• [WRITTEN INSTRUCTION] Copy the lines below word for word, leaving out the pictures.

>> START DATA EXTRACT

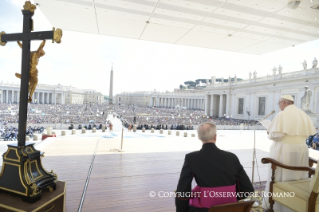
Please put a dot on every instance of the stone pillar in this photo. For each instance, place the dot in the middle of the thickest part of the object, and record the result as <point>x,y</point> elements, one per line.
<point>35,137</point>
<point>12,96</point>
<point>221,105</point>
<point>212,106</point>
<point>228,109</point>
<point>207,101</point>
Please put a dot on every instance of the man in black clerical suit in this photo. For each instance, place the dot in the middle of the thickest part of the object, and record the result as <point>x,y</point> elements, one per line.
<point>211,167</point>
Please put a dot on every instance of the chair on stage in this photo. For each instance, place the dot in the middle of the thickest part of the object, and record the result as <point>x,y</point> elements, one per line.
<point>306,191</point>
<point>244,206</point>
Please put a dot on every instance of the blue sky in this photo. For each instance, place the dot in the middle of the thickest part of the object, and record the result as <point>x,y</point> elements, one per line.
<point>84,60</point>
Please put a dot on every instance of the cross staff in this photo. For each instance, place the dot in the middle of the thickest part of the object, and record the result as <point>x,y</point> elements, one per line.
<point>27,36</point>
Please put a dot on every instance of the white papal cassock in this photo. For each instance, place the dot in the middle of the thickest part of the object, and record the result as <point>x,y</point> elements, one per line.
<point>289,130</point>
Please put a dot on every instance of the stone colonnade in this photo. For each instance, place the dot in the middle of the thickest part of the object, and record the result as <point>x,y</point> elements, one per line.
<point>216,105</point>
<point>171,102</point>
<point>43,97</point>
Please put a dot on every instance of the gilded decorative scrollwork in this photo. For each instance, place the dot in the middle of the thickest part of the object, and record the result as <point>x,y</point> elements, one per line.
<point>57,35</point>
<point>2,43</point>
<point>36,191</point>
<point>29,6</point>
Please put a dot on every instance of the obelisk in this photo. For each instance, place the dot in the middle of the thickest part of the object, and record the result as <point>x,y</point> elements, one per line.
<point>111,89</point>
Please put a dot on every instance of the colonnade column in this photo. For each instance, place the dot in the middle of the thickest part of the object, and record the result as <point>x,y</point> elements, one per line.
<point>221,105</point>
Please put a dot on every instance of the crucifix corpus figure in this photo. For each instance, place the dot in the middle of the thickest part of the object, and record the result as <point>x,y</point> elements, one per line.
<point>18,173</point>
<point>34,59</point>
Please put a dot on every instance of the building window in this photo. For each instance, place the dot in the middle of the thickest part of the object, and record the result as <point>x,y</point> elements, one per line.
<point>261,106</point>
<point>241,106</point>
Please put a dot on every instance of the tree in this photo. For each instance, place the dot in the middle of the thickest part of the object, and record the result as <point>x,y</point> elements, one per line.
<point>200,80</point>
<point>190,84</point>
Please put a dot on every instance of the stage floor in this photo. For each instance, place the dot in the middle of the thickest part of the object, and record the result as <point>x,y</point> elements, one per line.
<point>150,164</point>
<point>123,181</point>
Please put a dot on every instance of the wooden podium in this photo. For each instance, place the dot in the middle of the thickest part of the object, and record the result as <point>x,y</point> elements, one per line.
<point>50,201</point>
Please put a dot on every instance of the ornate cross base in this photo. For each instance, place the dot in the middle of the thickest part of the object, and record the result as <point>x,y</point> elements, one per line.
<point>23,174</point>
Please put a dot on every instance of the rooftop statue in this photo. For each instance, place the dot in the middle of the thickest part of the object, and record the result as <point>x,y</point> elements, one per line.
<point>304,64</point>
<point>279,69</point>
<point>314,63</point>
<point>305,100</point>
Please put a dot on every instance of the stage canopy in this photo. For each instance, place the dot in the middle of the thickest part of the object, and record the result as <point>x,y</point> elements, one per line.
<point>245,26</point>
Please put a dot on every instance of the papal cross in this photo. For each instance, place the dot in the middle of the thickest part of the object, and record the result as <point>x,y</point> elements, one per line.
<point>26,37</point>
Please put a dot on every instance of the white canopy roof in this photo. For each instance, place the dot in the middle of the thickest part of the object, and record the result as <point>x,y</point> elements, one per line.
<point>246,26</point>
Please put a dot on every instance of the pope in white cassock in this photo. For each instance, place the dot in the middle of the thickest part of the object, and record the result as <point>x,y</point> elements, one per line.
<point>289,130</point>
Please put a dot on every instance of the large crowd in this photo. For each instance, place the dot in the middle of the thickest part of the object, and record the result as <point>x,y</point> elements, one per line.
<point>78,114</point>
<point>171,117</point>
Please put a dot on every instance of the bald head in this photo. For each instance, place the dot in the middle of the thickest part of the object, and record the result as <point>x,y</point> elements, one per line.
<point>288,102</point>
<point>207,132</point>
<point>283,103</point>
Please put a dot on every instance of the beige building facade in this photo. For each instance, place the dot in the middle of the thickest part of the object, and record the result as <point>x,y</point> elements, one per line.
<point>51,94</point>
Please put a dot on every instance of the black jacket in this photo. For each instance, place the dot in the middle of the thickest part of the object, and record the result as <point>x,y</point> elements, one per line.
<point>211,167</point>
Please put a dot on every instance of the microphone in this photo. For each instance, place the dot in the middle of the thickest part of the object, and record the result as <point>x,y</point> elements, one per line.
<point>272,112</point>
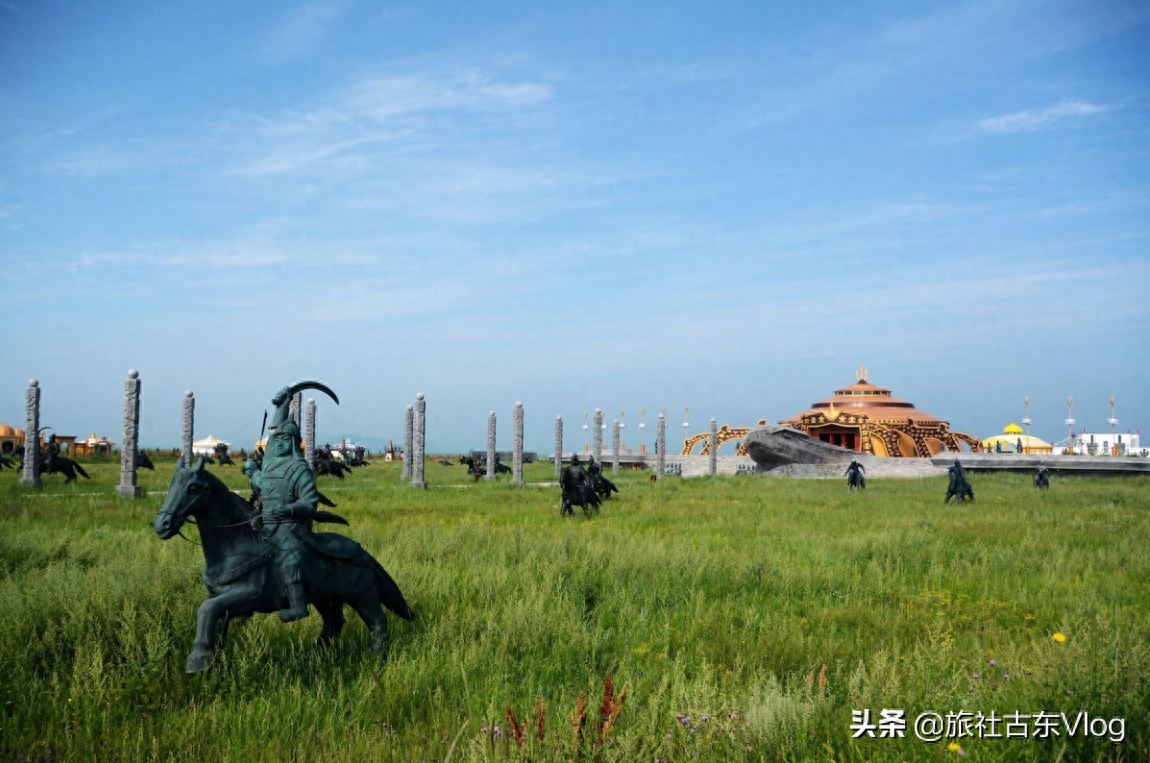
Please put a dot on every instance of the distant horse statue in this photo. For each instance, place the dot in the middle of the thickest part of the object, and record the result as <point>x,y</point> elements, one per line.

>> END DATA EXTRACT

• [CORRECT RESULT]
Please put a dot on every instance of the stone pillar in this photo. For each instance, place the dot in the middle of the thickest part of the object, and record the result as <point>x,y</point> elements, one per line.
<point>35,137</point>
<point>12,96</point>
<point>221,105</point>
<point>212,106</point>
<point>228,109</point>
<point>207,101</point>
Please put a dot on every instance of the man in black clerical suit in this photo. For each instance, place the dot in the middle of the thickest part of the object, and record the result as <point>x,y</point> elements, one per line.
<point>211,167</point>
Please put a dot on every instance of the chair on stage in this photo. For each instance, place the dot in the middle of the thickest part of the object, and record the result as <point>x,y</point> elements, one per line.
<point>306,191</point>
<point>244,206</point>
Please put a dot on every instance of the blue sky in this photo. For each instance, place the dot in the middle of the thickest part of the object, and record the result as <point>x,y</point> elements, one per line.
<point>84,60</point>
Please put a dot on every instance of the cross staff in this photo. For each instance, place the dot in the middle of the thickest part of the object, and record the result as <point>x,y</point> elements, one per line.
<point>27,36</point>
Please put a dot on every instance of the white papal cassock in this photo. For each instance, place the dot in the middle of the thickest part of the object, and record the result as <point>x,y</point> elements, one per line.
<point>289,130</point>
Please put a dot on every instance of the stone colonnade in this photo. For each instance, place the dot in the middle of the thickest part of the object, and record the result as <point>x,y</point> elements, one per line.
<point>216,105</point>
<point>171,102</point>
<point>43,97</point>
Please put a dot on every instance of the gilded decorative scrollwork in this photo. For each instance, place the dot in the middle of the thickest part of the object, and record the result as <point>x,y</point> elements, one per line.
<point>57,35</point>
<point>2,43</point>
<point>36,191</point>
<point>29,6</point>
Please put a dot on every instance of the obelisk in this photo. For each instance, place the dot in the middle of the thickest part of the object, and record the result as <point>x,y</point> elements, one per line.
<point>111,89</point>
Please put a dot on every instance of the colonnade column in this photo. For each instance, place the dot in the middle of the thickest part of the object, and record the result as <point>x,y</point> elements, one per line.
<point>221,105</point>
Please put a dot on every instance of the crucifix corpus figure in this photo. For each instance, place the dot in the middle of the thickest part of the object, and record the result as <point>x,y</point> elements, one per line.
<point>18,173</point>
<point>34,59</point>
Please put a dot on every instance of the building window in this photo. For each instance, place the dot in the middle of the thickest part of the object, and record the result as <point>x,y</point> elements, one per line.
<point>261,106</point>
<point>241,106</point>
Please put a dot on every instance of the tree in this photo. For each instance, place the dot in the middle of the thickest part of the object, and record the result as <point>x,y</point> elements, one per line.
<point>200,80</point>
<point>190,84</point>
Please put a dot on every instance of the stage floor in this photo. For each instance, place the dot in the middle of the thickest part of the object, and record the result as <point>x,y</point> elements, one per line.
<point>150,164</point>
<point>123,181</point>
Please put a dot on every instance of the wooden podium in this photo. For each instance, place the dot in the middle of the thickest part of the object, and record the result as <point>x,y</point> elements, one per line.
<point>50,201</point>
Please put a dot on every instance of the ornate cross base in this photo. For each instance, place the dot in the middle of the thickest part of the object, and record the result as <point>x,y</point> elements, one per line.
<point>23,174</point>
Please put a dot on every instance of the rooftop statue in this photo. For each instance, place the dot in the middle of the thickest part of the object, and record the result as <point>x,y</point> elements, one per line.
<point>304,64</point>
<point>279,69</point>
<point>314,63</point>
<point>305,100</point>
Please put a dot on every instance of the stage canopy in this photo. For each instance, place the dot in the middle of the thickest part of the object, and record the result as <point>x,y</point> elements, one per line.
<point>245,26</point>
Please put a dot on every instance of the papal cross in this photo. For each instance, place the dot in the middle of the thickest part of the object, and record the result as <point>x,y</point> elements, one per line.
<point>26,37</point>
Please put a dot on every instance of the white canopy roof in this photo. For each instance, place the dot in the middle of the thickest part of the object, and record the result as <point>x,y</point> elements, one per line.
<point>246,26</point>
Please put a dot on every instance of the pope in white cassock in this photo. For each instance, place the dot in the middle of the thickest part of the object, and record the result as <point>x,y</point> elements, one per line.
<point>289,130</point>
Please put a dot on every instance of the large crowd in this photo. For each instance, place the dot in the middle of the thickest part of the object, and record the result as <point>x,y</point> elements, one per line.
<point>78,114</point>
<point>171,117</point>
Please put a dot on every instance of the bald head in this photo. For each instance, place the dot in the middle of the thickest part of the object, and record the result as <point>x,y</point> elements, one per line.
<point>288,102</point>
<point>207,132</point>
<point>283,103</point>
Please put a dot on every instance of the beige building facade in this photo. For each instance, place the dot in the middle of the thickest part of the object, and record the result as <point>x,y</point> elements, one per line.
<point>51,94</point>
Please put a dot on every instance of the black jacket in this photo. For each instance, place the dot in the middle of the thickest part of the object, and record the result as <point>x,y</point> elements, one per line.
<point>211,167</point>
Please put a dot on every instance of the microphone in this photo. For each instance, place the dot in the middle of the thickest part of the object, and record the result as <point>x,y</point> elements, one per line.
<point>272,112</point>
Please put a dot on every instance of the distant horse statue in this photo. For each instance, place the dot in the middle of the thickest part of the object, and record the result as <point>x,y</point> elements, one per line.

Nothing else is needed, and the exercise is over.